• _Written instruction_: State how many lines in the material below contain the word "target" with the same capitalization, and reply with only that number.

• _Records to process_:
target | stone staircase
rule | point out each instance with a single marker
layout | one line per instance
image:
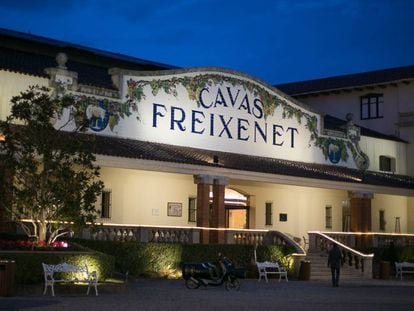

==

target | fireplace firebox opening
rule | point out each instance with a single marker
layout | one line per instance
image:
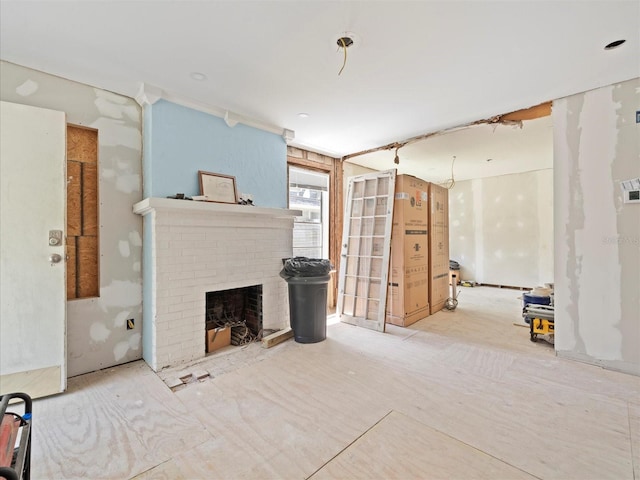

• _Complete answer_: 2